#### EXTRACTED ENTRIES ####
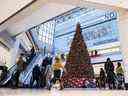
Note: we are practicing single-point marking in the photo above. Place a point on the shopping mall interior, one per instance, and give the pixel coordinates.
(84, 42)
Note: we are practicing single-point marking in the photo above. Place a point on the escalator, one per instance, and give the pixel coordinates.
(25, 76)
(11, 70)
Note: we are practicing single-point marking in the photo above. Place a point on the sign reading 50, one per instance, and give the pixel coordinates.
(110, 15)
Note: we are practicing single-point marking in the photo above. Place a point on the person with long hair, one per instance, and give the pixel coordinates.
(120, 75)
(57, 66)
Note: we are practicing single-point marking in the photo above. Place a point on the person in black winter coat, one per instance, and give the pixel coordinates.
(102, 78)
(36, 76)
(109, 69)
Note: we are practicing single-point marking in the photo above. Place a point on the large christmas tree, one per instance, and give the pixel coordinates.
(78, 64)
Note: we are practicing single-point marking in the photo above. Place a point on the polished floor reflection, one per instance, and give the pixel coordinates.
(65, 92)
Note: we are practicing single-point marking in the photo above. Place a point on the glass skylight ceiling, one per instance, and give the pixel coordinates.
(99, 27)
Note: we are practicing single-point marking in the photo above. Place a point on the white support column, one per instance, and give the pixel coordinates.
(123, 31)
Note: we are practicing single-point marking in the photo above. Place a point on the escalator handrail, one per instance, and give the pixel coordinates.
(30, 73)
(30, 69)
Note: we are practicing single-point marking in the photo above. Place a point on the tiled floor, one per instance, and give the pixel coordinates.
(65, 92)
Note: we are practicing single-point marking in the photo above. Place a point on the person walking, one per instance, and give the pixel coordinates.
(120, 75)
(57, 66)
(35, 76)
(111, 77)
(102, 78)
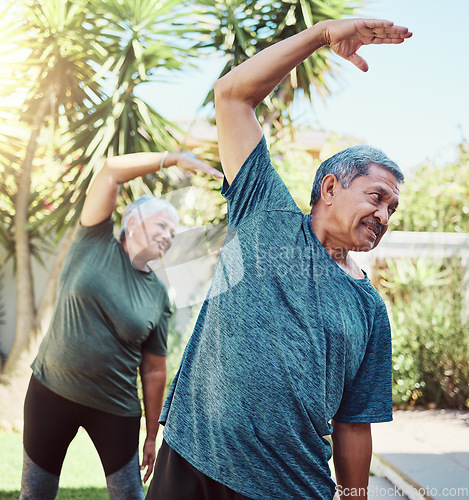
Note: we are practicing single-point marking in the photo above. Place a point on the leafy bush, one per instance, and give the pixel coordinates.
(430, 331)
(436, 198)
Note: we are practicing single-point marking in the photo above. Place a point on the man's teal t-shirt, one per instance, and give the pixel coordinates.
(106, 313)
(285, 342)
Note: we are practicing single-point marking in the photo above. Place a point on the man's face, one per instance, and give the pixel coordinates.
(364, 208)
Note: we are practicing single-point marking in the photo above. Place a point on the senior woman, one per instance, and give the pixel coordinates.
(110, 319)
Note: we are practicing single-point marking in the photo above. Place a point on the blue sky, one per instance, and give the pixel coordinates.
(412, 103)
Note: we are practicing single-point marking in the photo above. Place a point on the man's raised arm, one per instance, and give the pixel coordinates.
(239, 92)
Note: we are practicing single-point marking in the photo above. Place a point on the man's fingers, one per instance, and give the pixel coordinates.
(359, 62)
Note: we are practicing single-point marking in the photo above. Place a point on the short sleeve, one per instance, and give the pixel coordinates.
(156, 343)
(257, 187)
(369, 397)
(99, 232)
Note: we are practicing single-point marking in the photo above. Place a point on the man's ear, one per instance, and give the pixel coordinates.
(328, 188)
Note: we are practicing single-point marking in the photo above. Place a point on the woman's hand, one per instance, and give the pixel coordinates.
(345, 37)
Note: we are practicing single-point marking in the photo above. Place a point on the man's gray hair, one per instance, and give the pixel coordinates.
(143, 207)
(350, 163)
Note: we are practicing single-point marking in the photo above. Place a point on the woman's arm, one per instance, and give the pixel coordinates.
(101, 199)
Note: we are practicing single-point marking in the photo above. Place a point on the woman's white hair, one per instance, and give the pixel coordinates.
(143, 207)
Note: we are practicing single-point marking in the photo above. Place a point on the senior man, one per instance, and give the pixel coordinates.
(293, 342)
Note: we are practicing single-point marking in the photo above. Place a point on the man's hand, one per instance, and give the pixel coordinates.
(148, 459)
(345, 37)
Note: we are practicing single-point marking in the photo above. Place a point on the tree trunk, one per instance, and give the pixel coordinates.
(13, 388)
(26, 323)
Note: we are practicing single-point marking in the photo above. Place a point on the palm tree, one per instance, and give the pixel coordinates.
(240, 28)
(81, 61)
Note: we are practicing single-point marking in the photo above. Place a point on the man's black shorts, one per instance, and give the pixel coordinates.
(176, 479)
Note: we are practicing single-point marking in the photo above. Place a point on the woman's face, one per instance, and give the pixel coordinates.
(150, 239)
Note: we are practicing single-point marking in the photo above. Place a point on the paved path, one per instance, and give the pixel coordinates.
(424, 452)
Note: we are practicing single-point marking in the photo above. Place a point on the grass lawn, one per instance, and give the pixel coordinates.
(82, 475)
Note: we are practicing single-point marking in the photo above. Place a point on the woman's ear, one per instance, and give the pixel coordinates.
(328, 189)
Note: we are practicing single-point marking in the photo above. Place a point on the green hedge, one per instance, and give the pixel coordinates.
(430, 325)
####
● YOUR TASK
Turn every line of the records into a numbered list, skipping blank lines and leaving the pictures out.

● OUTPUT OF THE TASK
1. Note: we are practicing single-point marking in the photo above. Place a point on the shopping mall interior, one per instance, and give the pixel coordinates.
2. (84, 42)
3. Note: we are practicing single-point marking in the photo above. Place a point on the escalator, one per instance, and give the pixel coordinates.
4. (25, 76)
5. (11, 70)
6. Note: we are practicing single-point marking in the photo above. Place a point on the sign reading 50, one per instance, and give the pixel coordinates.
7. (110, 15)
8. Note: we are practicing single-point marking in the photo above. Place a point on the person with long hair, one per instance, and give the pixel coordinates.
9. (120, 75)
10. (57, 66)
11. Note: we are practicing single-point marking in the photo above. Place a point on the person in black winter coat, one per instance, and give the pixel coordinates.
12. (102, 78)
13. (36, 76)
14. (109, 69)
15. Note: we are practicing single-point marking in the photo above. Place a point on the large christmas tree, one per instance, and give the pixel coordinates.
16. (78, 64)
17. Note: we are practicing single-point marking in the photo above. Place a point on the polished floor reflection, one per instance, and give the pixel coordinates.
18. (65, 92)
19. Note: we are practicing single-point marking in the photo above. Place a point on the glass skylight ceiling, one per instance, and give the pixel coordinates.
20. (99, 27)
21. Note: we are practicing single-point marking in the photo above. Place a point on the white support column, one per instance, and give the pixel coordinates.
22. (123, 31)
23. Note: we are practicing single-point marking in the photo above. Place a point on the escalator handrail, one per instance, and give the pixel coordinates.
24. (30, 73)
25. (30, 69)
26. Note: we are practicing single-point marking in the photo above. Place a point on the tiled floor, one per instance, and give the pixel coordinates.
27. (65, 92)
28. Note: we are practicing single-point marking in the photo above. Place a point on the person walking, one per instance, and give the pixel coordinates.
29. (120, 75)
30. (57, 66)
31. (35, 76)
32. (111, 77)
33. (102, 78)
34. Note: we are practicing single-point marking in the photo above. Place a point on the leafy bush, one per instance, and give the pixel coordinates.
35. (430, 331)
36. (436, 198)
37. Note: we are practicing single-point marking in the photo above. Place a point on the man's teal t-shirt, one per instance, and give the pixel coordinates.
38. (106, 313)
39. (285, 342)
40. Note: we are practicing single-point marking in the photo above. Place a point on the man's face, one per instance, and give the pixel coordinates.
41. (364, 208)
42. Note: we are practicing single-point marking in the photo above. Place a point on the senior woman, one per instance, and give the pixel coordinates.
43. (110, 319)
44. Note: we are practicing single-point marking in the photo above. Place a point on the blue sky, one per instance, and give the pixel coordinates.
45. (412, 103)
46. Note: we are practicing single-point marking in the photo above. Place a point on the man's raised arm, one per instance, and give the pixel coordinates.
47. (239, 92)
48. Note: we are practicing single-point marking in the photo above. Place a point on the man's fingers, one per instance, and give the pixel coordinates.
49. (359, 62)
50. Note: we are practicing single-point marking in the photo above. Place a point on the short sleeve, one per instance, and give the pixel coordinates.
51. (156, 343)
52. (257, 187)
53. (369, 397)
54. (99, 232)
55. Note: we are practicing single-point marking in the photo above. Place a point on the man's ear, one per instance, and give the pixel coordinates.
56. (328, 188)
57. Note: we are practicing single-point marking in the photo above. Place a point on the woman's hand, one per instance, and give the pixel coordinates.
58. (345, 37)
59. Note: we are practicing single-point marking in the photo above. Place a point on the man's gray hair, one per instance, and give the pixel coordinates.
60. (143, 207)
61. (350, 163)
62. Note: we are practicing single-point marking in the photo above. Place a point on the woman's arm, one per instance, and give the pixel coordinates.
63. (101, 199)
64. Note: we are practicing single-point marking in the photo above. Place a point on the woman's white hair, one per instance, and give the pixel coordinates.
65. (143, 207)
66. Note: we are practicing single-point marking in the photo above. Place a point on the senior man, one per instance, and give the pixel coordinates.
67. (293, 342)
68. Note: we are practicing single-point marking in the photo above. Place a point on the man's hand, one per instance, and give the pixel coordinates.
69. (148, 459)
70. (345, 37)
71. Note: we are practicing single-point marking in the photo above. Place a point on the tree trunk, one per instance, and give the pixel coordinates.
72. (13, 388)
73. (26, 323)
74. Note: we are practicing single-point marking in the photo above. Place a point on the palm tree, one per instance, and give the pixel coordinates.
75. (240, 28)
76. (81, 61)
77. Note: we are practicing single-point marking in the photo above. Place a point on the man's black shorts, one per instance, and give the pixel coordinates.
78. (176, 479)
79. Note: we are practicing single-point marking in the photo above. Place a point on the woman's face, one per instance, and give the pixel coordinates.
80. (150, 239)
81. Note: we are practicing single-point marking in the photo above. Place a point on the paved path, one per instance, and give the pixel coordinates.
82. (424, 452)
83. Note: we are practicing single-point marking in the photo above. Place a point on the grass lawn, one per instance, and give the pixel coordinates.
84. (82, 475)
85. Note: we are practicing single-point marking in the photo above. Place a point on the woman's ear, one per instance, and give the pixel coordinates.
86. (328, 189)
87. Note: we are practicing single-point marking in the photo above. Place a point on the green hedge, one per instance, and give the pixel coordinates.
88. (430, 325)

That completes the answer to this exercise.